═════ Material provided

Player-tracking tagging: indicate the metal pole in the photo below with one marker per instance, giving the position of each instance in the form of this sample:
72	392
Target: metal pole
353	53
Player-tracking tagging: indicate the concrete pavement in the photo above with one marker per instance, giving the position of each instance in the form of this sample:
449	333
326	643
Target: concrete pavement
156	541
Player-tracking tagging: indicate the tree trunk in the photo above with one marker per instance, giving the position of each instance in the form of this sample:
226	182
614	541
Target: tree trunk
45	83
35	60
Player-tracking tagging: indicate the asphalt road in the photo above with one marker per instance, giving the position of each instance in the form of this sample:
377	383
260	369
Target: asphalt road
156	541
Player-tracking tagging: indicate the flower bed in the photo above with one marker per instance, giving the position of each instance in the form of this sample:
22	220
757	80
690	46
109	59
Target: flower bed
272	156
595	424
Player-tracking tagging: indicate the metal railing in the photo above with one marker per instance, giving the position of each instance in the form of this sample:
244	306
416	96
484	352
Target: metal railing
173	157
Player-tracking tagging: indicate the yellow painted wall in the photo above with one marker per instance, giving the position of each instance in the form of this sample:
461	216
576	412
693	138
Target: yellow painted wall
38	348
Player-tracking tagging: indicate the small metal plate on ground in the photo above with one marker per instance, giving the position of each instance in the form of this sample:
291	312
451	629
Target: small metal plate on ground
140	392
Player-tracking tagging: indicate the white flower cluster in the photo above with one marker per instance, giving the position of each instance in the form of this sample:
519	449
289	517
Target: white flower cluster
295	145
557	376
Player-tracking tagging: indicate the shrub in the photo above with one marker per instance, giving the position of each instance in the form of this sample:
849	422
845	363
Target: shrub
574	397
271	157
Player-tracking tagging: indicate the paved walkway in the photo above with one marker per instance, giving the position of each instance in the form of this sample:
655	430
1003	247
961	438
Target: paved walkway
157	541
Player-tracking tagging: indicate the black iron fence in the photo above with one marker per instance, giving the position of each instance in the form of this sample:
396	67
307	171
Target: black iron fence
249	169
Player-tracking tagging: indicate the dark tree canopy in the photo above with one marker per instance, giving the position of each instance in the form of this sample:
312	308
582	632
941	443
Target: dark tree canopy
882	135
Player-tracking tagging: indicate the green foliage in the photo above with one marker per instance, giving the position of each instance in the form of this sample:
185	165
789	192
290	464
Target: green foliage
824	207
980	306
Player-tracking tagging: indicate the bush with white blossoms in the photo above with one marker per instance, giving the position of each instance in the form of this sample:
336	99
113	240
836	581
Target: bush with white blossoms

══════════

Your goal:
An exact restatement of all the entries above is needed.

Answer for the task:
Player-tracking tagging: indicate the metal pole in the photo below with one marker per instance, giving the position of each instance in the form of this sample:
72	392
Target: metal pole
353	53
Player-tracking tagging: indicate the concrete pavement in the photo above with one marker per instance, giving the position of each instance in the form of this sample:
449	333
326	643
Target: concrete pavement
156	541
Player-tracking tagging: indicate the tree trunk in the photo above with one marker per instance, giving the position of each instance in the form of this sample:
226	182
614	541
Target: tree trunk
45	83
35	60
Player-tracking tagging: indicate the asphalt road in the photo above with one marker per instance, giving the position of each instance in the form of this sample:
377	383
260	369
Target: asphalt road
156	541
Player-tracking tagging: indicate the flower bed in the photo above with one marker per instance, giving the position of each instance in the form of this sample:
22	220
757	80
690	46
109	59
Target: flower bed
272	156
595	424
Player-tracking tagging: indicate the metal railing in the photo above with one marker per instance, giving the position of each instance in the form of this sample:
244	306
416	96
484	352
Target: metal railing
173	157
Player-tracking tagging: indicate the yellow painted wall in the photo above with one marker per instance, giving the position of each instance in the form of this sample:
461	216
576	412
693	138
Target: yellow painted wall
38	348
Player-tracking tagging: indicate the small metal plate on ground in the photo above with one marker per instance, giving the position of each instance in the form of this sample:
291	312
451	629
Target: small metal plate on ground
140	392
Player-tracking tagging: indicate the white flower cluster in the photo above with one marker per instance, giving the position of each instance in the form of this sample:
519	449
289	517
Target: white flower cluster
295	145
557	376
Player-tracking tagging: indicate the shrub in the photo above with one marker per instance, giving the position of each instance in the form of this sample:
849	422
845	363
Target: shrub
574	397
271	157
Player-tracking tagging: indicate the paved walkway in the photo above with one marker per instance, giving the position of each instance in the form of this sample:
655	430
1003	247
961	438
Target: paved walkway
157	541
Player-tracking tagging: indicate the black iron fence in the photo above with one marker per instance, giving the position of each instance in the form of this sample:
396	67
307	171
Target: black iron fence
249	169
Player-tracking tagging: indicate the dark tree canopy in the photo above with one marker per instance, giving the position of each instance in the form of this sample:
312	308
582	632
941	443
Target: dark tree canopy
882	135
Player-tracking tagging: indicate the green foliage in the photo above with one marker per instance, giving the position of each instance in the form of this sample:
185	165
789	192
290	464
Target: green foliage
824	207
980	306
Player-tracking tagging: indicate the bush with white blossoms in the photo above with one marker per instance, giving the position of each instance in the form of this sample:
336	99
113	240
836	581
Target: bush with white blossoms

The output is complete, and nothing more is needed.